EXERCISE DETAILS: Each of the entries should be retyped precisely as it appears.

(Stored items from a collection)
************

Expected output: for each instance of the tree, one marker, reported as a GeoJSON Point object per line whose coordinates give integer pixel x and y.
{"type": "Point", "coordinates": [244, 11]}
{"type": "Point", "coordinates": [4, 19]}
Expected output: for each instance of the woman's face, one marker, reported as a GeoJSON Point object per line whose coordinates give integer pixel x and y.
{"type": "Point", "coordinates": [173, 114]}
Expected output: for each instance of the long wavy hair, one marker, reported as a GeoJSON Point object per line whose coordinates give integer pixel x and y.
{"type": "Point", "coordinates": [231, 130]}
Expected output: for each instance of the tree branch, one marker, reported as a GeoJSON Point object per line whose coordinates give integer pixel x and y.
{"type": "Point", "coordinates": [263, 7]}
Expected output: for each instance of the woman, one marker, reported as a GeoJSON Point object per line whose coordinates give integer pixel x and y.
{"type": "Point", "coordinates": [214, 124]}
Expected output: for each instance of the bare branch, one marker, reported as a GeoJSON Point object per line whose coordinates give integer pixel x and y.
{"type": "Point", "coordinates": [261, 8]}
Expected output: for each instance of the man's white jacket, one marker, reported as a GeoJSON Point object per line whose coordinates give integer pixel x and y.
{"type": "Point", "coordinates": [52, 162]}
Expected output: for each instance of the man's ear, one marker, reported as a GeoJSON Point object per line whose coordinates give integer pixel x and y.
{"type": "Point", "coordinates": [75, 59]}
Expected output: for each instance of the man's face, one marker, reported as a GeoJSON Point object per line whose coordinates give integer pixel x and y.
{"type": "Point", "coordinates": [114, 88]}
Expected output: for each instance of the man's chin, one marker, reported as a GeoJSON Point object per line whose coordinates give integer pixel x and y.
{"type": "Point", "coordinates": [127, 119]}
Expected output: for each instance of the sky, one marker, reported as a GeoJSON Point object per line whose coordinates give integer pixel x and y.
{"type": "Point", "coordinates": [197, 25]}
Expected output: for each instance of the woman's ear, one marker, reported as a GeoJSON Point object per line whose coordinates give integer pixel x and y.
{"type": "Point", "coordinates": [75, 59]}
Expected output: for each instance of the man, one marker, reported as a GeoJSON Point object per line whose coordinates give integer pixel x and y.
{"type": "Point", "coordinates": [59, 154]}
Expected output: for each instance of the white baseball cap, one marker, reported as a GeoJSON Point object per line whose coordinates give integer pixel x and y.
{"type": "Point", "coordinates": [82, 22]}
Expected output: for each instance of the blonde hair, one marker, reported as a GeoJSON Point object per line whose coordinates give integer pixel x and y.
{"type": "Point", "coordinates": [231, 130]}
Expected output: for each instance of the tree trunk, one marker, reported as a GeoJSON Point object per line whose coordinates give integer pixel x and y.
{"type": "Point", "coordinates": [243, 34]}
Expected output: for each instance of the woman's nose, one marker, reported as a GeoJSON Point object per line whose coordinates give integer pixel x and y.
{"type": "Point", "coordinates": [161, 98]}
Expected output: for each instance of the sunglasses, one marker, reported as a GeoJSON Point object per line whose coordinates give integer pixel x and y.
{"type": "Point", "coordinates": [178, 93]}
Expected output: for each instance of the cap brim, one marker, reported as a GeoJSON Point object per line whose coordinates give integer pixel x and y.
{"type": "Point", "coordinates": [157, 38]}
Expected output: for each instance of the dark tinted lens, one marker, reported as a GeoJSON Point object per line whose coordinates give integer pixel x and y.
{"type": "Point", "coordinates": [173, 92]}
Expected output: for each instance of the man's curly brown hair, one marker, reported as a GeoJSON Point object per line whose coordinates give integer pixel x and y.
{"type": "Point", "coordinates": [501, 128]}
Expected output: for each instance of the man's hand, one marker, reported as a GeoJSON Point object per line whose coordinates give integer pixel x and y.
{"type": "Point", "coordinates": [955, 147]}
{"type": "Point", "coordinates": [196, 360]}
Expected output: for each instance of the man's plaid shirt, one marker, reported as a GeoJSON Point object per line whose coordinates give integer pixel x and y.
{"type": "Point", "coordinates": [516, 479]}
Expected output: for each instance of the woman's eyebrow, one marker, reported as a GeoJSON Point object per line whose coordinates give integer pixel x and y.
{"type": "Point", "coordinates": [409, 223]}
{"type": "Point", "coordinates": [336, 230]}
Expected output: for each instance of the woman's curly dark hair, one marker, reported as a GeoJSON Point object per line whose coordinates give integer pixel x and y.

************

RESULT:
Expected output: for each instance of the tree, one marker, reported as a GeoJSON Point object per line whose coordinates give integer pixel x and y.
{"type": "Point", "coordinates": [244, 11]}
{"type": "Point", "coordinates": [4, 19]}
Expected output: for each instance of the woman's face, one marker, reported as a GeoJSON Point object per line whose coordinates give integer pixel x and y.
{"type": "Point", "coordinates": [173, 114]}
Expected output: for each instance of the long wavy hair, one marker, reported as a GeoJSON Point object per line whose coordinates give integer pixel x and y.
{"type": "Point", "coordinates": [231, 130]}
Expected output: for each instance of the tree branch, one marker, reported as a GeoJSON Point object per line whose coordinates give integer pixel x and y.
{"type": "Point", "coordinates": [263, 7]}
Expected output: for each instance of the woman, one marker, reported as a GeoJSON Point object per line whose coordinates give integer pixel x and y.
{"type": "Point", "coordinates": [214, 124]}
Expected output: for each instance of the bare branch, one marker, reported as a GeoJSON Point object per line whose coordinates give integer pixel x and y.
{"type": "Point", "coordinates": [261, 8]}
Expected output: for each instance of the man's white jacket, one marker, reported as a GeoJSON Point object per line whose coordinates give integer pixel x and y.
{"type": "Point", "coordinates": [52, 162]}
Expected output: for each instance of the man's ear, one marker, reported as a GeoJSON Point object per line whose coordinates give integer pixel x and y.
{"type": "Point", "coordinates": [75, 59]}
Expected output: for each instance of the man's face, one marker, reported as a GeoJSON Point object per line whose coordinates give integer pixel x and y.
{"type": "Point", "coordinates": [114, 88]}
Expected output: for each instance of the man's chin, one marker, reported as a GeoJSON Point object per line whose coordinates give integer pixel x and y.
{"type": "Point", "coordinates": [127, 119]}
Expected output: for each instance of the sky, one marker, reported as a GeoJSON Point object per line whose coordinates give integer pixel x and y.
{"type": "Point", "coordinates": [197, 25]}
Expected output: for each instance of the woman's ear, one marker, reported as a GeoJSON Point object per line whose coordinates give integer pixel x and y.
{"type": "Point", "coordinates": [75, 59]}
Expected output: for each instance of the man, one marker, reported as a GeoJSON Point object per line whose coordinates give integer pixel x and y.
{"type": "Point", "coordinates": [59, 154]}
Expected output: for each instance of the white baseball cap, one marker, reported as a GeoJSON Point object per line whose coordinates give integer pixel x and y.
{"type": "Point", "coordinates": [82, 22]}
Expected output: for each instance of the blonde hair, one marker, reported as a GeoJSON Point object per line whose coordinates give integer pixel x and y.
{"type": "Point", "coordinates": [231, 130]}
Expected output: for each instance of the tree trunk, one marker, reported as a GeoJSON Point object per line whose coordinates give integer pixel x and y.
{"type": "Point", "coordinates": [243, 34]}
Expected output: for each instance of the woman's nose, one marker, reported as a GeoJSON Point object per line whose coordinates give integer pixel x and y.
{"type": "Point", "coordinates": [161, 98]}
Expected output: for each instance of the sunglasses, one marker, reported as a GeoJSON Point object per line whose coordinates give integer pixel x and y.
{"type": "Point", "coordinates": [178, 93]}
Expected output: for each instance of the cap brim, one marker, reported as a GeoJSON Point object per line whose coordinates give integer pixel x and y.
{"type": "Point", "coordinates": [157, 38]}
Expected output: for each instance of the dark tinted lens, one marker, reported as a GeoJSON Point object per line whose coordinates give integer pixel x and y.
{"type": "Point", "coordinates": [173, 92]}
Expected output: for each instance of the man's curly brown hair, one marker, reported as a GeoJSON Point object per line whose coordinates give integer pixel x and y.
{"type": "Point", "coordinates": [501, 128]}
Expected output: for each instance of the man's hand, one marker, reported as a GeoJSON Point object per line whose coordinates give integer pixel x and y.
{"type": "Point", "coordinates": [955, 147]}
{"type": "Point", "coordinates": [196, 360]}
Expected output: for each instance of the man's plaid shirt, one marker, reported as a GeoJSON Point object per line whose coordinates give integer pixel x and y.
{"type": "Point", "coordinates": [516, 479]}
Expected output: for each instance of the woman's eyebrow, one marker, reported as a GeoJSON Point object per line whose coordinates give integer pixel x and y.
{"type": "Point", "coordinates": [409, 223]}
{"type": "Point", "coordinates": [336, 230]}
Expected output: for each instance of the woman's curly dark hair, one marker, reported as a GeoJSON Point object per line whose coordinates give integer pixel x and y.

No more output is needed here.